### DATA SUPPLIED
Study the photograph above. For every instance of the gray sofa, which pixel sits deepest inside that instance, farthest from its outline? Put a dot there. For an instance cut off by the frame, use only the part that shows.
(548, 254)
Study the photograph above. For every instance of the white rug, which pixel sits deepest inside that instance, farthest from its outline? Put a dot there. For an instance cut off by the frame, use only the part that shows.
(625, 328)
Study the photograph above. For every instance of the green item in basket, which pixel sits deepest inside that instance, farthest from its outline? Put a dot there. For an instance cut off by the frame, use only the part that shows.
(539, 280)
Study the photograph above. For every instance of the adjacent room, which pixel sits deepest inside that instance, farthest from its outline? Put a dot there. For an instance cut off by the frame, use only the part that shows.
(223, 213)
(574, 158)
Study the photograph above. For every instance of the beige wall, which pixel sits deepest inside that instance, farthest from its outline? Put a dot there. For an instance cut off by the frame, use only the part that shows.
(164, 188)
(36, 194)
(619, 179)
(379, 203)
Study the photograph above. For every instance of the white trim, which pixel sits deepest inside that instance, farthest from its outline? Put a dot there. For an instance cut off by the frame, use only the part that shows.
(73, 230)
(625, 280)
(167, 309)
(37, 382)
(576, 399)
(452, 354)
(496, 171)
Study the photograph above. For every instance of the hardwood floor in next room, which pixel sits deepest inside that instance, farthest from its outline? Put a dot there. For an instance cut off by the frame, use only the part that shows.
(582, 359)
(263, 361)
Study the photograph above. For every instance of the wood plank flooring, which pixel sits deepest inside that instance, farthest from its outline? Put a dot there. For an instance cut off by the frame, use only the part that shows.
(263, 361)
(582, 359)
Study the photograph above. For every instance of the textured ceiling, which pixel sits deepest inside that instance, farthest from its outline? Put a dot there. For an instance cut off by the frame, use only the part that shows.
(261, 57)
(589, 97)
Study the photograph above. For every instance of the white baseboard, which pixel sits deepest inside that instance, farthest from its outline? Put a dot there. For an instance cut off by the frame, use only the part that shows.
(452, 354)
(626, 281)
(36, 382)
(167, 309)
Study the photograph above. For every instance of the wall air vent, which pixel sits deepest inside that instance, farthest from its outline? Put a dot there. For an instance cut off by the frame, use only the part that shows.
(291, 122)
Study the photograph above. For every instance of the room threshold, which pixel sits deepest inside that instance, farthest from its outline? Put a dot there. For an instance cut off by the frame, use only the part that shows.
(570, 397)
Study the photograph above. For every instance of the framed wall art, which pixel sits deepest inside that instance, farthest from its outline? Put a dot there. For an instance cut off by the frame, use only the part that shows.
######
> **WHAT THE EXERCISE ASKS**
Please edit all of the entries above by replacing each "Put a dot" with "Place a mark", and leave everything else unchanged.

> **SOLUTION TO THE PROBLEM**
Study the photograph above. For every instance of the gray sofa, which pixel sits deepest inside that instance, farthest from its outline? Place a mark there. For an instance cut off by the frame, use only the part that shows.
(548, 254)
Study the photograph above. For every instance of the white rug, which pixel sits deepest inside that instance, farthest from its outline? Place a mark there. For an instance cut off by the frame, use only the part that shows.
(625, 328)
Study the photograph above. For every instance of the green item in basket, which pixel sits deepest inside that instance, farthest from its outline? Place a mark there. For an instance cut off by the frame, use only the part that shows.
(539, 280)
Study the photograph above. For every instance of the adjacent room, which pixel sits deepest inside that instance, farthest from its outline? Place a mark there. For an instance cut off by the frame, use only the part that shows.
(223, 213)
(574, 158)
Study the photograph above. For every instance of the beige wall, which pixel sits deepest inside that instance, farthest from its outline? Place a mark there. For an instance cut off by the frame, use only the part that shows.
(164, 188)
(36, 194)
(619, 179)
(379, 203)
Study the photograph above. For every instance of the white trim, which pixel sits deepest inside that instance, farthest from its outline? Place a mark there. For an instance cut off by the frame, use only the part that shows.
(73, 230)
(625, 280)
(167, 309)
(37, 382)
(576, 399)
(452, 354)
(496, 171)
Study the photograph above. For every instance of the hardwood floor in next room, which pixel sits deepest inside that instance, farthest from its outline? Place a mark there. For an instance cut off by the frame, use only the part that shows.
(582, 359)
(263, 361)
Study the photograph above. For every instance of the wood plank flooring, which pixel sits deepest inside that instance, farthest from its outline? Place a mark there. For an instance cut off by the frame, use only the part that shows.
(263, 361)
(582, 359)
Study the photograph above. For every instance of the textured ceiling, which pixel sits deepest inside that instance, farthest from its outline? Place a mark there. For an instance cut off by the frame, use only the part that shows.
(261, 57)
(589, 97)
Study the photograph above. For every instance of the white baseboard, which pixel sits deepest inside that instance, farthest from its outline? Place a mark there. For an instance cut off by the frame, use only the part that shows.
(452, 354)
(626, 281)
(36, 382)
(167, 309)
Study the photograph above. For every instance of the wall air vent, which pixel sits deepest inside that instance, farthest from its outline? Place a mark there. For an instance cut off by the frame, use only the part that shows.
(291, 122)
Study the photograph above. For every instance of the room threshold, which pixel sits deepest inside that instance, farthest from its outline? Place a mark there. For an instance cut off by the frame, use only the part that shows.
(570, 397)
Study the photograph above. For every instance of the framed wall art, which pixel sits deepest inside that instance, farthest from its outline? Place a mark there. For an instance cut off by the frame, use only the part that shows.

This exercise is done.